### AIM
Convert all the entries below into a JSON list of strings, one string per line. Skip blank lines and leave the pictures out.

────────────────

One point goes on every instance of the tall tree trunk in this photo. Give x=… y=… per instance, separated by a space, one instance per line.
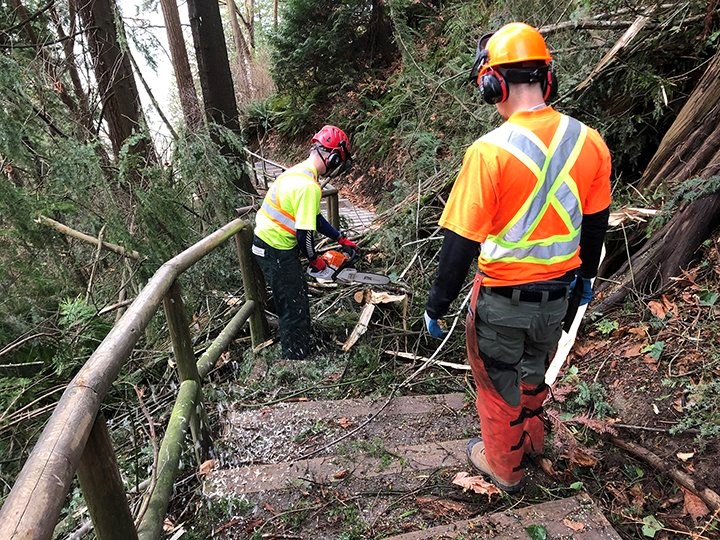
x=113 y=72
x=181 y=65
x=242 y=51
x=250 y=18
x=689 y=149
x=692 y=140
x=68 y=44
x=50 y=68
x=215 y=77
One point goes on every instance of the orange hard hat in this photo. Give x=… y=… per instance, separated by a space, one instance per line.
x=514 y=42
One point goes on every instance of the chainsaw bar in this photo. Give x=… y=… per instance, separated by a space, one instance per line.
x=351 y=275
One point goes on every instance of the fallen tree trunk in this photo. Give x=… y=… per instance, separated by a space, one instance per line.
x=708 y=496
x=665 y=253
x=689 y=150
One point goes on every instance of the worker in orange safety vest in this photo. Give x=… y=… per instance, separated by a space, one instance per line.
x=284 y=230
x=533 y=197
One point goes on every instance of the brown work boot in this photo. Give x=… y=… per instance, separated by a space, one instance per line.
x=478 y=461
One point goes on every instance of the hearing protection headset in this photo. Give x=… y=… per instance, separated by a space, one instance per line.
x=492 y=80
x=333 y=140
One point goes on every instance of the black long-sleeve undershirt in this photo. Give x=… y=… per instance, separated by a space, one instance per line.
x=457 y=253
x=306 y=238
x=456 y=256
x=592 y=236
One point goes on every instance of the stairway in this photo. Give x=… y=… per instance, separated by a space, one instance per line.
x=371 y=468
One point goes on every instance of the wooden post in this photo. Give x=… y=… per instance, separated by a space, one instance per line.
x=254 y=285
x=187 y=368
x=32 y=507
x=210 y=356
x=103 y=488
x=151 y=526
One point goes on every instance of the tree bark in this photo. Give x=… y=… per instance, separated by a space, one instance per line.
x=113 y=72
x=216 y=78
x=79 y=110
x=181 y=65
x=690 y=148
x=241 y=49
x=691 y=135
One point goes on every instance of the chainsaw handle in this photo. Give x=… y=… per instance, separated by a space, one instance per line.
x=352 y=253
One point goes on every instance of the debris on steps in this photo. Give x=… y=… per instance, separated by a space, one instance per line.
x=575 y=517
x=372 y=467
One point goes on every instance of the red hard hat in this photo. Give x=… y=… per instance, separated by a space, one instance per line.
x=333 y=138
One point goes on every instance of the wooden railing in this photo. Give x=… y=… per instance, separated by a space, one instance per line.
x=76 y=438
x=329 y=192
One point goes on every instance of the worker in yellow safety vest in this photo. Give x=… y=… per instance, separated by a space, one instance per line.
x=533 y=197
x=284 y=230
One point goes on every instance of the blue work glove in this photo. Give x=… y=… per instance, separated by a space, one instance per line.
x=433 y=327
x=587 y=293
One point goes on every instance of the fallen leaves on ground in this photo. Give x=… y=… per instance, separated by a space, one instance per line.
x=582 y=456
x=694 y=505
x=660 y=309
x=574 y=525
x=634 y=349
x=684 y=456
x=437 y=507
x=476 y=484
x=547 y=468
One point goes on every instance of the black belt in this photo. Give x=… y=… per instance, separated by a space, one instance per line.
x=526 y=295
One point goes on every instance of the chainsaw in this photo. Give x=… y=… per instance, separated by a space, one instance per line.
x=339 y=268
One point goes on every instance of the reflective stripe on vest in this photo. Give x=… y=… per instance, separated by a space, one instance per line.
x=554 y=187
x=271 y=207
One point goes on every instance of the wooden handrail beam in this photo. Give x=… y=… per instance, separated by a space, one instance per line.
x=32 y=508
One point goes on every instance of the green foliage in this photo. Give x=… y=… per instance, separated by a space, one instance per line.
x=651 y=526
x=81 y=331
x=606 y=326
x=537 y=532
x=690 y=190
x=702 y=411
x=590 y=399
x=323 y=47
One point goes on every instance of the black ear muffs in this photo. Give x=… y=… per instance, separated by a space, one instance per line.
x=549 y=86
x=334 y=160
x=339 y=161
x=493 y=87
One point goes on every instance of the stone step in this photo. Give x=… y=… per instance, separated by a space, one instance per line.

────────────────

### TASK ANSWER
[
  "One point goes on every instance of the tall tree trunk in this photo. Give x=… y=… per instance, separated by a space, one instance per line.",
  "x=113 y=72",
  "x=181 y=65",
  "x=242 y=51",
  "x=250 y=18",
  "x=689 y=149",
  "x=692 y=140",
  "x=68 y=44",
  "x=50 y=68",
  "x=215 y=77",
  "One point goes on every instance of the orange hard hat in this photo. Give x=… y=… per instance, separated by a space, one instance per line.",
  "x=514 y=42",
  "One point goes on every instance of the chainsaw bar in this photo. Give x=… y=… per instance, separated by a space, one instance per line.",
  "x=351 y=275",
  "One point goes on every instance of the fallen tree trunk in this photo. Give x=… y=… per instance, separated by a space, one instance per line.",
  "x=708 y=496",
  "x=665 y=253",
  "x=689 y=150",
  "One point goes on every instance of the worker in orange safety vest in this photo. Give x=… y=… per instance, separated by a space, one instance per line.",
  "x=284 y=230",
  "x=533 y=197",
  "One point goes on every instance of the brown work boot in this photo. Give x=… y=… per instance, separated by a space, one instance per line.",
  "x=478 y=461",
  "One point goes on every instance of the hearing protection headset in this photo. Give x=… y=… per instance, separated by a space, one instance per line.",
  "x=492 y=80",
  "x=333 y=140",
  "One point goes on every instance of the black long-sleeve undershirt in this photo. Give x=… y=… per instance, separated by a space, one instance per line.",
  "x=457 y=253",
  "x=306 y=238",
  "x=456 y=256",
  "x=592 y=236",
  "One point goes on every instance of the stairway in this photo. Give x=… y=… per instance, separated by a space, one instance per line.",
  "x=371 y=468",
  "One point goes on every instance of the wooden post in this photo. Give x=… y=… per instance, separated by a space, one instance per line.",
  "x=254 y=285",
  "x=187 y=368",
  "x=32 y=507",
  "x=210 y=356",
  "x=103 y=488",
  "x=151 y=526",
  "One point goes on every instance of the tree bark in this photo. Give x=… y=… per instance, separated by a space, one instance per line.",
  "x=113 y=72",
  "x=216 y=78",
  "x=79 y=110",
  "x=181 y=65",
  "x=690 y=148",
  "x=241 y=49",
  "x=691 y=135",
  "One point goes on every instance of the chainsaw handle in this photo. Give x=… y=… per instance, separated by a space, one instance per line.",
  "x=352 y=253",
  "One point goes on every instance of the debris on steps in this photo. Give x=… y=… per instance, separated by a space, one instance per line.",
  "x=575 y=517",
  "x=372 y=467",
  "One point goes on every instance of the red hard hat in this photo. Give x=… y=… per instance, separated by a space, one instance per line.",
  "x=333 y=138",
  "One point goes on every instance of the wooden railing in this photo. Give x=… y=… per instance, separated by a space, one instance per line.",
  "x=76 y=438",
  "x=329 y=192",
  "One point goes on every instance of the worker in yellow safety vest in this photo. Give x=… y=… per instance, separated by a space, one instance per line.",
  "x=533 y=197",
  "x=284 y=230",
  "One point goes on every instance of the blue work glove in this photo. Give x=… y=… per instance, separated by a space, one instance per line.",
  "x=433 y=327",
  "x=587 y=293",
  "One point goes on every instance of the fallen leaves on ground in this photo. Give x=… y=… per instance, separated by a space, one instance per line.",
  "x=582 y=456",
  "x=694 y=505",
  "x=660 y=309",
  "x=574 y=525",
  "x=634 y=349",
  "x=684 y=456",
  "x=437 y=507",
  "x=476 y=484",
  "x=547 y=468",
  "One point goes on every instance of the black belt in this photo. Give x=… y=… per instance, separated by a space, one instance per line.",
  "x=526 y=295",
  "One point goes on every instance of the chainsaw in this photo. Give x=… y=… per instance, separated by a space, one instance per line.",
  "x=339 y=268",
  "One point goes on every instance of the reflective stripe on vest in this photo. Give x=… y=… per instance, separated by a space, one instance per line.",
  "x=554 y=187",
  "x=271 y=207",
  "One point goes on every instance of the wooden handrail beam in this photo. Give x=… y=… per instance, separated by a space, one instance per line.",
  "x=32 y=508",
  "One point goes on every instance of the green foliage in this photo. Give x=… y=… per instance, separated by a space, one instance per line.",
  "x=651 y=526",
  "x=81 y=331",
  "x=606 y=326",
  "x=537 y=532",
  "x=690 y=190",
  "x=702 y=411",
  "x=590 y=399",
  "x=323 y=47",
  "One point goes on every instance of the black ear muffs in this photo. Give x=… y=… per instance, separated by a space, one instance per line.",
  "x=549 y=86",
  "x=334 y=160",
  "x=339 y=161",
  "x=493 y=87",
  "One point goes on every instance of the stone step in this photo. Give x=… y=… per instance, separated by a space, one instance per line."
]